> _What to do_:
Only the lines from the beginning of the data below through the line containing "[(114, 250), (178, 192), (169, 174), (344, 143)]" belong in the response, each copied exactly.

##### Task material #####

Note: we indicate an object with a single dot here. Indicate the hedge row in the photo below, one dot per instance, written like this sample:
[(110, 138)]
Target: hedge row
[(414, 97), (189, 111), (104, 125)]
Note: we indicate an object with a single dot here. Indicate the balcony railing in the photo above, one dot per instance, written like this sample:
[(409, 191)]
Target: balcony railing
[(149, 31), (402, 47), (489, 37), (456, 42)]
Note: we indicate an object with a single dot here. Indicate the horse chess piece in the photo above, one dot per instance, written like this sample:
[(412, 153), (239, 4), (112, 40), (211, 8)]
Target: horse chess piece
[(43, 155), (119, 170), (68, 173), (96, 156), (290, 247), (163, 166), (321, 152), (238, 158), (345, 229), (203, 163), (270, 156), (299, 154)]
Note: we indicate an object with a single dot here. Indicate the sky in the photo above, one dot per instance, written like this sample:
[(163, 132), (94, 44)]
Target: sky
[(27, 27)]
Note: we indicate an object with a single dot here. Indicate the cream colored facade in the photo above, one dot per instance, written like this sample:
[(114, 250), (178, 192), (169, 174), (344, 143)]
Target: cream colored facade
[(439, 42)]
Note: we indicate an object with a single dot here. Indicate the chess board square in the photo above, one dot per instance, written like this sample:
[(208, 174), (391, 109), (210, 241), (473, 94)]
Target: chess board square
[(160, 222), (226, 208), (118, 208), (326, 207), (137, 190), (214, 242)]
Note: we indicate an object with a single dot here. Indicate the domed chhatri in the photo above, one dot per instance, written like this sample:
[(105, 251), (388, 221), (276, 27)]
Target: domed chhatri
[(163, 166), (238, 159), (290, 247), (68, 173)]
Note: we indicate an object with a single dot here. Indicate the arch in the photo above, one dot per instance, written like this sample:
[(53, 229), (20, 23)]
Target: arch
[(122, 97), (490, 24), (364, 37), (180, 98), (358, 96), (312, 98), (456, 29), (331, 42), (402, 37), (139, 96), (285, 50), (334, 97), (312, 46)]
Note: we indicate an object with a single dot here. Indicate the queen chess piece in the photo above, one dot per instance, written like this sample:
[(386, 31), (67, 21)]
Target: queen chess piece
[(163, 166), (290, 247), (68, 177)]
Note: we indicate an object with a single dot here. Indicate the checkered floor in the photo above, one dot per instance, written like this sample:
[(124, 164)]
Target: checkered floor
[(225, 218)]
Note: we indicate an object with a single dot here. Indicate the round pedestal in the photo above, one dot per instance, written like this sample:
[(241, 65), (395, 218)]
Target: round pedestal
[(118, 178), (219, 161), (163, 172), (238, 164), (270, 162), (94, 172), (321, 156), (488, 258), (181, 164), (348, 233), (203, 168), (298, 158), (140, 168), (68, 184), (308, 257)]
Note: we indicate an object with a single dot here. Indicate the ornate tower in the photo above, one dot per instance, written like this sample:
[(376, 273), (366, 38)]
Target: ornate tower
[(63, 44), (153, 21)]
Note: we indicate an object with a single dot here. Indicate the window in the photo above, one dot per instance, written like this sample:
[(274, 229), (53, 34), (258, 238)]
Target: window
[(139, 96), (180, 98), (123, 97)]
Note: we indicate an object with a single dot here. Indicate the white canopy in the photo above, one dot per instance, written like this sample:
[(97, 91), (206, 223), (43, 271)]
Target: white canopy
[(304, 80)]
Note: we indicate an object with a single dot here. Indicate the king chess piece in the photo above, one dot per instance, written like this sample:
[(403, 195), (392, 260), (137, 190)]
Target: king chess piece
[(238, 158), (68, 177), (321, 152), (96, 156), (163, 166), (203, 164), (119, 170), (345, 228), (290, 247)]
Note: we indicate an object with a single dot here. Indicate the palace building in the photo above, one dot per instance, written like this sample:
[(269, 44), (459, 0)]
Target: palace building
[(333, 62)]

#####

> _Reply_:
Note: we indicate an object with a single dot here. Indicate the hedge row in the photo below, one dot per instance, written like this sample:
[(110, 138)]
Target: hedge row
[(414, 97), (189, 111), (104, 125)]
Note: we indicate an object with a single dot here. Indicate the balcony railing in the photo above, one dot per instance, written like this sample:
[(409, 191)]
Target: balcony railing
[(149, 31), (402, 47), (489, 37), (456, 42)]
Note: we indicate an object with a single dot here. Indicate the horse chess piece in the photo above, one dot per instance, written like this sample:
[(412, 153), (239, 4), (112, 40), (211, 8)]
Target: horse chess piece
[(43, 155), (119, 170), (68, 173), (96, 156), (290, 247), (163, 166), (321, 152), (238, 158), (345, 229), (203, 163), (270, 156), (299, 154)]
Note: we indicate an object with a single dot here. Indicate the sky in the photo above, one dot per instance, written like this sample:
[(163, 132), (94, 44)]
Target: sky
[(27, 27)]
Note: we indicate an object with a single dot here. Indicate the cream colored facade in the photo above, one dot per instance, written like this sample:
[(114, 250), (178, 192), (169, 174), (344, 143)]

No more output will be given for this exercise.